=== Kutipan Sumber ===
Well, coba kita kaji. 

Dulu, waktu aku juara kelas terus, siapa yang bangga? Ya orang tua. Ini impian semua orang tua banget saat ngambil rapot nama anaknya disebut sebagai juara. Apalagi mamak-mamak zaman old yang dulu masih mendewakan ranking banget. Bukan kayak sekarang, zaman di mana ilmu parenting bertebaran dan pandangan soal ranking mulai agak meluas. Itu artinya, jauh sebelum si kawan membahagiakan orang tuanya sekarang, aku telah lebih dulu bikin orang tua bahagia dengan segudang prestasi. 

Trus, sebagai apresiasi aku rangking 1 umum di sekolah, SPP-ku dibebaskan selama 6 bulan. Alahoi, betapa gembiranya waktu itu, apalagi mamakku. Sebab ia merdeka dari tagihan setengah tahun.

=== Baris Data ===
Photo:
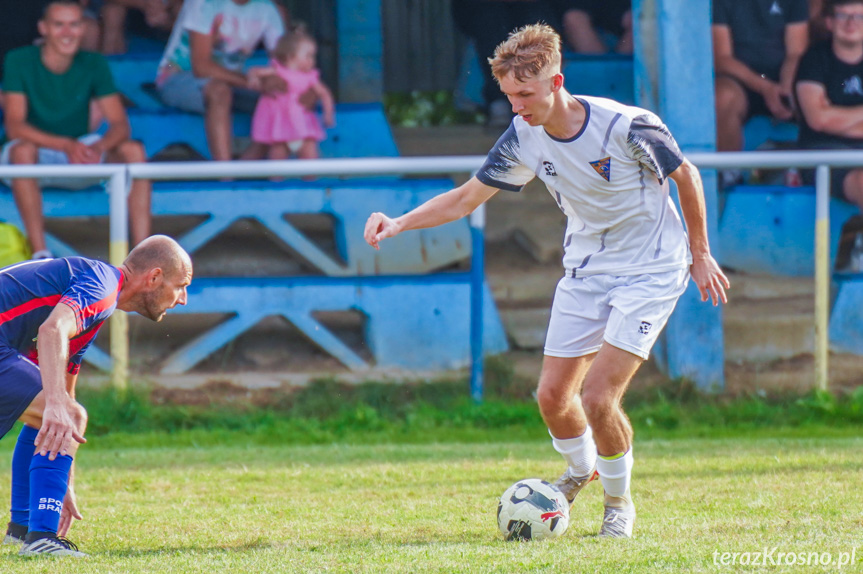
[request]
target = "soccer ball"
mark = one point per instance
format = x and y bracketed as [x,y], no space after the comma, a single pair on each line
[532,509]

=== Tindakan yang Diperlukan ===
1. Dalam kutipan sumber, apresiasi apa yang diterima karena meraih rangking 1 umum di sekolah?
2. Tolong salin bagian kutipan sumber dari "Dulu, waktu aku" sampai "tagihan setengah tahun.".

=== Hasil per Tugas ===
1. SPP dibebaskan selama 6 bulan.

2.
Dulu, waktu aku juara kelas terus, siapa yang bangga? Ya orang tua. Ini impian semua orang tua banget saat ngambil rapot nama anaknya disebut sebagai juara. Apalagi mamak-mamak zaman old yang dulu masih mendewakan ranking banget. Bukan kayak sekarang, zaman di mana ilmu parenting bertebaran dan pandangan soal ranking mulai agak meluas. Itu artinya, jauh sebelum si kawan membahagiakan orang tuanya sekarang, aku telah lebih dulu bikin orang tua bahagia dengan segudang prestasi. 

Trus, sebagai apresiasi aku rangking 1 umum di sekolah, SPP-ku dibebaskan selama 6 bulan. Alahoi, betapa gembiranya waktu itu, apalagi mamakku. Sebab ia merdeka dari tagihan setengah tahun.